TASK GOAL:
Set down exactly the lines from the one containing "red panel using the picture above." through the last line of the records below, both included, and nothing else.

MATERIAL FOR THIS EXERCISE:
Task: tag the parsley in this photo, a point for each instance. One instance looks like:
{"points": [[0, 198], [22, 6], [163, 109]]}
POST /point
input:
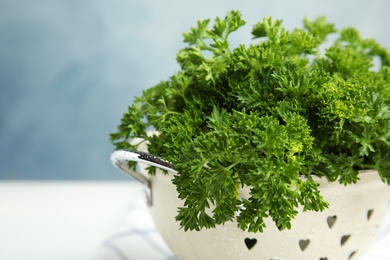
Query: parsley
{"points": [[264, 116]]}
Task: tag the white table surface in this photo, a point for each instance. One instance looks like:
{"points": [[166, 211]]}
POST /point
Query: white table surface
{"points": [[91, 220]]}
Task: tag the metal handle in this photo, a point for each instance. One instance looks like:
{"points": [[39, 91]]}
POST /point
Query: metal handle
{"points": [[121, 158]]}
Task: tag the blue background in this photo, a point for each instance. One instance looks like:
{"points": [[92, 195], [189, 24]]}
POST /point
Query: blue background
{"points": [[69, 69]]}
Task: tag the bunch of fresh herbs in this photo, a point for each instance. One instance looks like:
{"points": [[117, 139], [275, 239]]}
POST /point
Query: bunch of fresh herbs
{"points": [[268, 116]]}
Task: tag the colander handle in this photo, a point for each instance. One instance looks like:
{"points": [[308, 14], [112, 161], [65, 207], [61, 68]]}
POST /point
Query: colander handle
{"points": [[121, 158]]}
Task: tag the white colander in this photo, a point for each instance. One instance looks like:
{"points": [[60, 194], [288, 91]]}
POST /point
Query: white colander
{"points": [[343, 231]]}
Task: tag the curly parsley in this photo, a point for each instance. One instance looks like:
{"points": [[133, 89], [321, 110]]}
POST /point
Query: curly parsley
{"points": [[263, 116]]}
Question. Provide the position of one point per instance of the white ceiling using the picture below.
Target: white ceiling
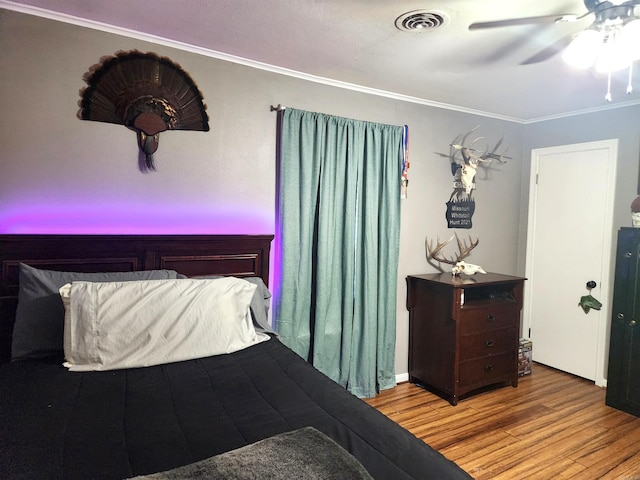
(356, 42)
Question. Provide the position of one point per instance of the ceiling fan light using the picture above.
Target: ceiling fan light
(583, 51)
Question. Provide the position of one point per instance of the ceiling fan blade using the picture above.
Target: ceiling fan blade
(522, 21)
(550, 51)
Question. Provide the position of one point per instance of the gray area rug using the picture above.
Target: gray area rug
(301, 454)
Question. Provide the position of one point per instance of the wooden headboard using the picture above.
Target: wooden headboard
(191, 255)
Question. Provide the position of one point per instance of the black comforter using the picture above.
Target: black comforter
(117, 424)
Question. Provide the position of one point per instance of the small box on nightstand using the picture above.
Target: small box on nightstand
(524, 357)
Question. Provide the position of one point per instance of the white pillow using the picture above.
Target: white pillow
(118, 325)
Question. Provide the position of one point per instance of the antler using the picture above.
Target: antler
(464, 249)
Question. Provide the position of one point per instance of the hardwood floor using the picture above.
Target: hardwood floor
(553, 426)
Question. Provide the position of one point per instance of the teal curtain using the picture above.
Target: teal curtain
(338, 243)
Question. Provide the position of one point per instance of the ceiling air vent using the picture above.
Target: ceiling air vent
(418, 21)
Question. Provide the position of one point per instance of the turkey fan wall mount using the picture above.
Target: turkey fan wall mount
(146, 93)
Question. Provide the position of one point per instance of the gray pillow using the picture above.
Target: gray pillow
(39, 327)
(260, 305)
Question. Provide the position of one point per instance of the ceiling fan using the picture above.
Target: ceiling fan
(610, 18)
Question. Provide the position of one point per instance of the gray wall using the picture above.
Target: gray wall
(61, 174)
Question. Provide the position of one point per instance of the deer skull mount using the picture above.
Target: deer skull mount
(435, 254)
(465, 161)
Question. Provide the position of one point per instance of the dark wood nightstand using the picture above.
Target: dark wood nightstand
(463, 331)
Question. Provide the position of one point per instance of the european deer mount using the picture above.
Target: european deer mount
(464, 166)
(458, 265)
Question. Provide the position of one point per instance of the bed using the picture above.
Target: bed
(259, 411)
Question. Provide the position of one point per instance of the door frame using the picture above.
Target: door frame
(606, 283)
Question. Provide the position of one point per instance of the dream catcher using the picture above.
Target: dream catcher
(146, 93)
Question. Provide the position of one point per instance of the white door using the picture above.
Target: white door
(569, 244)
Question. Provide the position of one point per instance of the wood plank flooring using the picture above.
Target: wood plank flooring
(553, 426)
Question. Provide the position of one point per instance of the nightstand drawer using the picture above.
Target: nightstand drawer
(490, 342)
(488, 318)
(482, 371)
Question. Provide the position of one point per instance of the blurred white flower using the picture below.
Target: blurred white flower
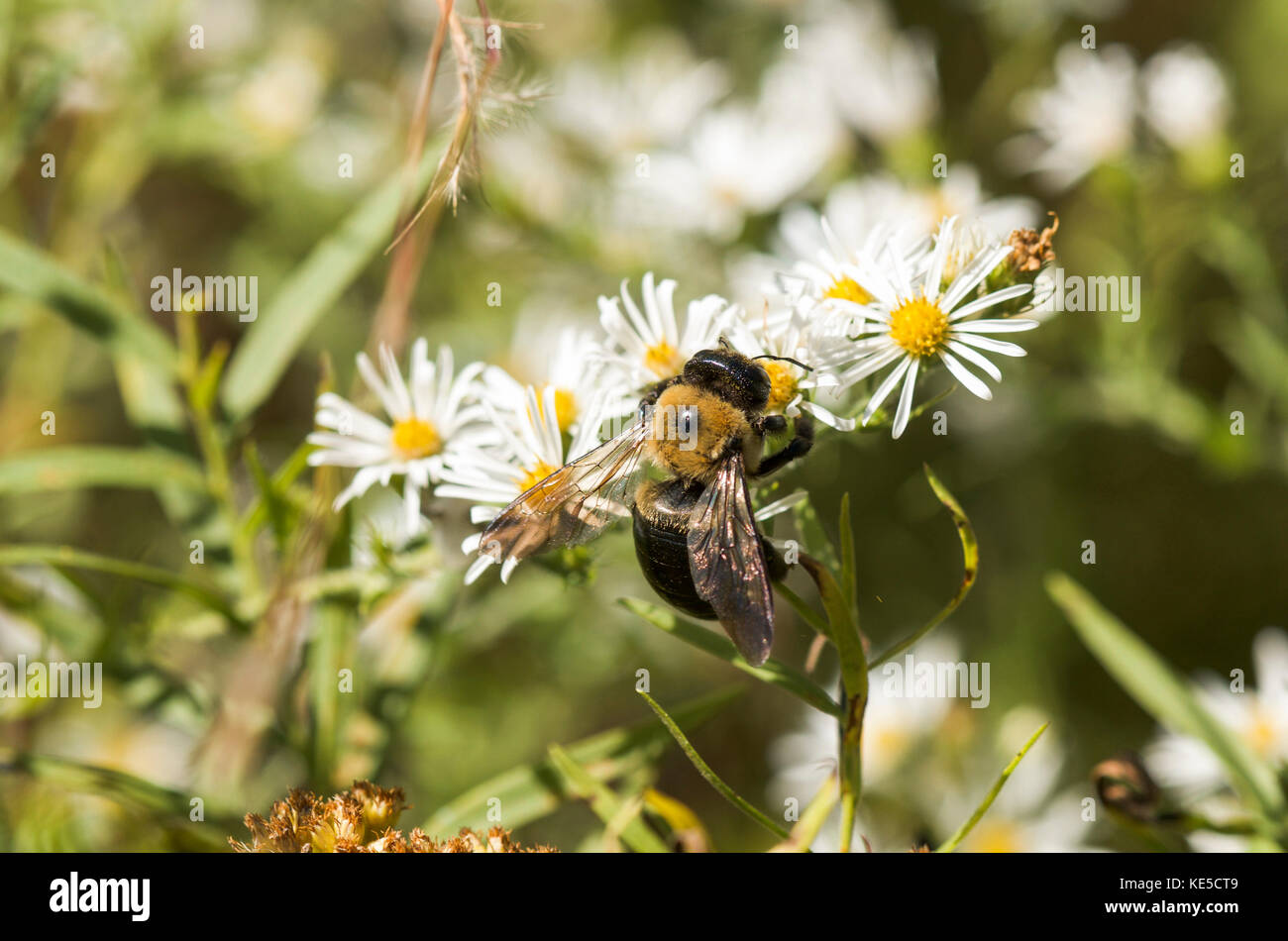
(896, 731)
(1257, 716)
(279, 98)
(429, 413)
(880, 80)
(649, 347)
(1029, 813)
(739, 159)
(648, 97)
(914, 319)
(1086, 119)
(1185, 95)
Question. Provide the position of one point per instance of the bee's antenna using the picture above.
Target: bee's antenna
(786, 360)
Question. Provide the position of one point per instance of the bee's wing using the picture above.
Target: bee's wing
(728, 563)
(575, 503)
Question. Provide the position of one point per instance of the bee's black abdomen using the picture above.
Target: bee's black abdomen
(662, 546)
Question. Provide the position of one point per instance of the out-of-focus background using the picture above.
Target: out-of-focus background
(1163, 149)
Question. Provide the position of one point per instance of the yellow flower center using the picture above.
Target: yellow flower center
(664, 360)
(1261, 733)
(535, 475)
(782, 385)
(997, 836)
(848, 290)
(566, 408)
(919, 327)
(415, 438)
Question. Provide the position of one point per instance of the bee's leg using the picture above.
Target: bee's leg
(795, 448)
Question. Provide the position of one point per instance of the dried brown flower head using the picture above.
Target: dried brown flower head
(357, 820)
(1030, 249)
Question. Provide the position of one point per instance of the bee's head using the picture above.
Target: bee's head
(735, 378)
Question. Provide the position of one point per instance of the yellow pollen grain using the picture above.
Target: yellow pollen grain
(535, 475)
(919, 327)
(662, 360)
(1261, 734)
(848, 290)
(997, 836)
(415, 438)
(782, 385)
(566, 408)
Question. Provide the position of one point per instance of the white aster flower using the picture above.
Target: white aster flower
(881, 81)
(648, 97)
(774, 339)
(531, 448)
(893, 729)
(1029, 813)
(739, 159)
(1258, 716)
(574, 364)
(649, 347)
(1086, 119)
(1185, 97)
(914, 319)
(428, 413)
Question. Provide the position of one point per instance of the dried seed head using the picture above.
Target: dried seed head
(1030, 250)
(357, 820)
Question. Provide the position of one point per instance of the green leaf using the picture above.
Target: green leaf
(621, 819)
(170, 806)
(60, 557)
(64, 468)
(312, 288)
(774, 673)
(711, 777)
(970, 570)
(811, 532)
(39, 275)
(964, 830)
(529, 791)
(1160, 691)
(846, 534)
(812, 817)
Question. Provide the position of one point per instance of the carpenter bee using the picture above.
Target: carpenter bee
(696, 534)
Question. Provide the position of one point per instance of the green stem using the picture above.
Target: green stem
(711, 777)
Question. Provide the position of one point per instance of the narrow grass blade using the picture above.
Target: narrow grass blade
(954, 841)
(67, 557)
(807, 828)
(970, 570)
(65, 468)
(39, 275)
(774, 673)
(708, 776)
(1160, 691)
(619, 817)
(529, 791)
(310, 290)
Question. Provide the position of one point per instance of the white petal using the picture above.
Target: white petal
(884, 389)
(995, 326)
(905, 409)
(965, 376)
(990, 300)
(977, 358)
(992, 345)
(827, 417)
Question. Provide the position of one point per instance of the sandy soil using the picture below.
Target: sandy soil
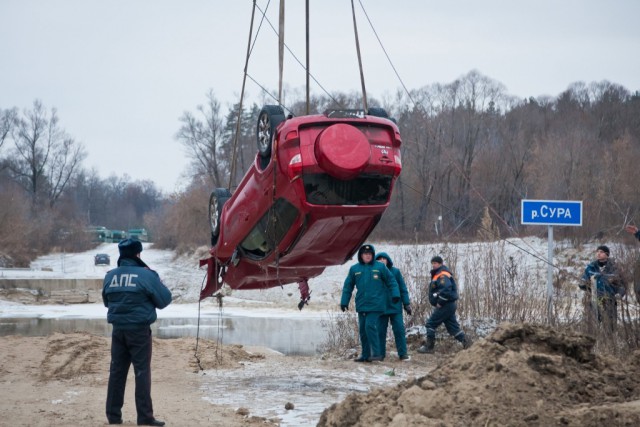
(520, 375)
(61, 380)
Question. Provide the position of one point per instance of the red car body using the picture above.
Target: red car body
(308, 205)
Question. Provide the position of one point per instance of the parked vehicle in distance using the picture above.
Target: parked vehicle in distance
(99, 233)
(139, 234)
(118, 235)
(317, 188)
(102, 259)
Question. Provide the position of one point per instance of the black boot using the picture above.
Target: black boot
(465, 340)
(428, 346)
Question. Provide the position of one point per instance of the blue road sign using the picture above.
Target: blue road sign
(551, 212)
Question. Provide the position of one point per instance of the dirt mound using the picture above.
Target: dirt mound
(73, 355)
(521, 375)
(79, 354)
(212, 355)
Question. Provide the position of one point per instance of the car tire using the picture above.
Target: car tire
(216, 202)
(268, 120)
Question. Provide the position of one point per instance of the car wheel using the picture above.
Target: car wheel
(216, 201)
(269, 118)
(378, 112)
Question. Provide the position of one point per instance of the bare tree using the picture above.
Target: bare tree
(45, 157)
(203, 139)
(7, 121)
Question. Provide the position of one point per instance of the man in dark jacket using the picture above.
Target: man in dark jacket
(443, 294)
(132, 292)
(393, 312)
(603, 273)
(373, 282)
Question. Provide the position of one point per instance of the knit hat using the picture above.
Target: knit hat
(367, 248)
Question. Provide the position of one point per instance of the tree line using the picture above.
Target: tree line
(470, 153)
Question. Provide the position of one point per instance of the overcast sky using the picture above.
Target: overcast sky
(121, 73)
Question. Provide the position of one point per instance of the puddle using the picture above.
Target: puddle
(266, 391)
(298, 336)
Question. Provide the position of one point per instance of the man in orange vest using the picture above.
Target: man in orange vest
(443, 293)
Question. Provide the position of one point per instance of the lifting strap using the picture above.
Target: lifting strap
(238, 119)
(355, 31)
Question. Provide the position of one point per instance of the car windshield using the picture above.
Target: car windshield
(323, 189)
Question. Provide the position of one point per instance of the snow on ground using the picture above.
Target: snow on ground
(185, 279)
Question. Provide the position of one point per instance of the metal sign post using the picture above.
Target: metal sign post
(550, 213)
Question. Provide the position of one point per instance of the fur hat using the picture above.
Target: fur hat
(437, 259)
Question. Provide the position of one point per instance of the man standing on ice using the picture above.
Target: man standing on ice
(373, 282)
(132, 292)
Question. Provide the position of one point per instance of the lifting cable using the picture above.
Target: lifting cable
(280, 50)
(355, 32)
(336, 101)
(220, 330)
(244, 79)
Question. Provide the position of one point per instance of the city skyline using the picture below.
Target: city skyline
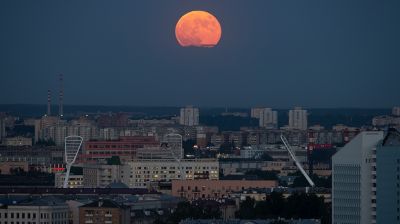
(311, 54)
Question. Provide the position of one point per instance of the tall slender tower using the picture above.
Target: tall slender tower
(61, 109)
(48, 103)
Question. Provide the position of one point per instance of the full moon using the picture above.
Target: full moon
(198, 29)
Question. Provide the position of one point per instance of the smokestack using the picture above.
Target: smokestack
(48, 103)
(61, 109)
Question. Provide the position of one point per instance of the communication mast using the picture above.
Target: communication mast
(72, 146)
(289, 149)
(48, 103)
(61, 103)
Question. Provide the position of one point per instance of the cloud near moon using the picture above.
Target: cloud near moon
(198, 29)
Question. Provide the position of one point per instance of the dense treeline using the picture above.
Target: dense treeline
(296, 206)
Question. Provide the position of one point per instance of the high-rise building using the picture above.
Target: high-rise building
(352, 180)
(2, 128)
(268, 118)
(396, 111)
(189, 116)
(255, 112)
(298, 119)
(386, 181)
(174, 143)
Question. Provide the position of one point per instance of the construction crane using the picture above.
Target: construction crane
(289, 148)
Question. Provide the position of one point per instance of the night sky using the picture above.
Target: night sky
(274, 53)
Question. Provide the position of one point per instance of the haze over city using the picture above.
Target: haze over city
(199, 112)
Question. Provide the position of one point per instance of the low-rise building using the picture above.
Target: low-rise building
(198, 189)
(38, 211)
(18, 141)
(141, 173)
(104, 212)
(75, 181)
(8, 167)
(100, 175)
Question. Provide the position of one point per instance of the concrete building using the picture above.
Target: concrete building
(125, 148)
(386, 182)
(202, 189)
(104, 212)
(2, 128)
(352, 180)
(396, 111)
(256, 112)
(268, 118)
(18, 141)
(75, 181)
(7, 167)
(189, 116)
(298, 119)
(174, 144)
(100, 175)
(36, 211)
(141, 173)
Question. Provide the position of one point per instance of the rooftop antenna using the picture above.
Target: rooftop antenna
(48, 103)
(72, 146)
(61, 109)
(289, 149)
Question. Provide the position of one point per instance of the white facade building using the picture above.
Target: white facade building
(75, 181)
(189, 116)
(140, 173)
(39, 211)
(352, 180)
(298, 119)
(268, 118)
(100, 175)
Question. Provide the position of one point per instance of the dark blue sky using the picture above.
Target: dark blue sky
(331, 53)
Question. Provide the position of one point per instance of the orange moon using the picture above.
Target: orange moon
(198, 29)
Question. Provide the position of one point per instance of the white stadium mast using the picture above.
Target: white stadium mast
(289, 148)
(72, 146)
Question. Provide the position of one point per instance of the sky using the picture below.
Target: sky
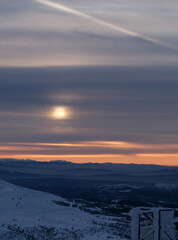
(88, 81)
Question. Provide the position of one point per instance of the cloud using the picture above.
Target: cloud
(108, 103)
(105, 24)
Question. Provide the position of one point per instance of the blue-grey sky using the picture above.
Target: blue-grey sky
(89, 81)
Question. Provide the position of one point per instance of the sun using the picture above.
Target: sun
(60, 112)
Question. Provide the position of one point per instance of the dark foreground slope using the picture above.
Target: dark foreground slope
(130, 184)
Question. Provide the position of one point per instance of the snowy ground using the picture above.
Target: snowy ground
(33, 215)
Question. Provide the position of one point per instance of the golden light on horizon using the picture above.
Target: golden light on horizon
(60, 112)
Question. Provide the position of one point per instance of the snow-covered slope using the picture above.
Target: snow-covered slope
(29, 214)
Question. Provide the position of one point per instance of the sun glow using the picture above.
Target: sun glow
(61, 113)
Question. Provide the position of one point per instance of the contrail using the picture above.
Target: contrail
(104, 23)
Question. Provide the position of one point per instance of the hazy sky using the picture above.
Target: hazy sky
(89, 80)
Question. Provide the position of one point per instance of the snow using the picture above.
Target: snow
(29, 210)
(165, 187)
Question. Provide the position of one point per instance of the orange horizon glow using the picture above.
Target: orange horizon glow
(158, 154)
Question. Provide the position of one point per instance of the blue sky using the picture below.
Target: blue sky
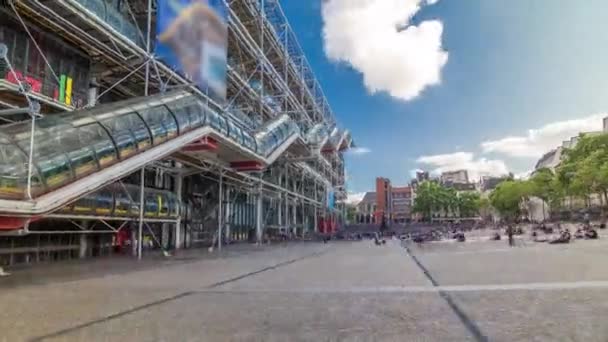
(510, 67)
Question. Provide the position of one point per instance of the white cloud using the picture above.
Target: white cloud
(377, 38)
(464, 161)
(541, 140)
(354, 197)
(358, 150)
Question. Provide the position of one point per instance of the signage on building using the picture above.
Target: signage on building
(192, 38)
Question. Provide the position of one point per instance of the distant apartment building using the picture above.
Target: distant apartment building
(366, 208)
(383, 199)
(394, 204)
(552, 158)
(455, 177)
(489, 183)
(401, 204)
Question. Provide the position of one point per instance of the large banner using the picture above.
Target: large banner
(331, 200)
(192, 38)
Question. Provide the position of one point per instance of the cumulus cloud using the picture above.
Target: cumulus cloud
(464, 161)
(539, 141)
(359, 150)
(354, 197)
(377, 39)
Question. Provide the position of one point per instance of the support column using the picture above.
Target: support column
(140, 230)
(179, 181)
(316, 219)
(295, 219)
(164, 236)
(258, 218)
(219, 213)
(280, 211)
(227, 222)
(83, 251)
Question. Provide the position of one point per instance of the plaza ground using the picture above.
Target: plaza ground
(341, 291)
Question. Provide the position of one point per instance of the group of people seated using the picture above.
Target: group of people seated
(583, 232)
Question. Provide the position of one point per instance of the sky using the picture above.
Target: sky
(439, 85)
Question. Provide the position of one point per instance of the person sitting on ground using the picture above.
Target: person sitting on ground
(591, 234)
(536, 238)
(563, 238)
(579, 234)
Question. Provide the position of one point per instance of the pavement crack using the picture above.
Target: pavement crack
(468, 323)
(170, 299)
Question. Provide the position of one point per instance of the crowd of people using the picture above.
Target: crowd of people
(552, 233)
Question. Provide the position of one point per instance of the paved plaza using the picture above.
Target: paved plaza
(341, 291)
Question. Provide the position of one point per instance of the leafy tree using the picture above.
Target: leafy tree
(508, 196)
(469, 204)
(431, 198)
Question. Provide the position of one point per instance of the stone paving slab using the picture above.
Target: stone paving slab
(35, 310)
(356, 264)
(284, 318)
(556, 315)
(493, 262)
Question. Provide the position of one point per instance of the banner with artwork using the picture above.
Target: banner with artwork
(331, 200)
(192, 38)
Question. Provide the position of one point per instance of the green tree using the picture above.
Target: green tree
(469, 204)
(508, 196)
(541, 186)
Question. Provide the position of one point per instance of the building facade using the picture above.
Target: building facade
(106, 144)
(401, 204)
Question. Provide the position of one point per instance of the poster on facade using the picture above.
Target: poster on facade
(192, 38)
(331, 200)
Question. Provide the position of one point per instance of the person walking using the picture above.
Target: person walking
(510, 234)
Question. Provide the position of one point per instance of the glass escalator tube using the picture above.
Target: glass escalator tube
(123, 205)
(80, 153)
(122, 136)
(14, 171)
(104, 199)
(163, 204)
(53, 163)
(151, 205)
(85, 205)
(154, 117)
(100, 142)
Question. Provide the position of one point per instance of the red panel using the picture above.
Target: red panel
(203, 144)
(14, 223)
(249, 165)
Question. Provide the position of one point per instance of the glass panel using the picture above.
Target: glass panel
(80, 153)
(173, 206)
(85, 205)
(223, 125)
(235, 133)
(249, 142)
(154, 118)
(122, 135)
(182, 114)
(100, 142)
(104, 202)
(49, 157)
(163, 201)
(214, 120)
(122, 203)
(13, 172)
(152, 204)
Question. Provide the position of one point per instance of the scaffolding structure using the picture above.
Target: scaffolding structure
(225, 190)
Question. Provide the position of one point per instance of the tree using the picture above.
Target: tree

RESPONSE FOR THIS EXERCISE:
Question. Provide the position of one point per instance of the red panel using the picture above.
Target: red panel
(203, 144)
(14, 223)
(249, 165)
Question. Provide the position of one point per instance of the glass panel using the picture above.
Target: glass panel
(80, 153)
(173, 206)
(85, 205)
(223, 125)
(235, 133)
(249, 142)
(154, 118)
(122, 135)
(182, 114)
(100, 142)
(104, 202)
(49, 157)
(163, 201)
(214, 120)
(122, 203)
(13, 172)
(152, 204)
Question. Provide the position of one point per instance of the scaffolding structure using the picture above.
Target: scaffolding structure
(225, 190)
Question. Provide the position of one point per instance of the tree using the picture above.
Target: tree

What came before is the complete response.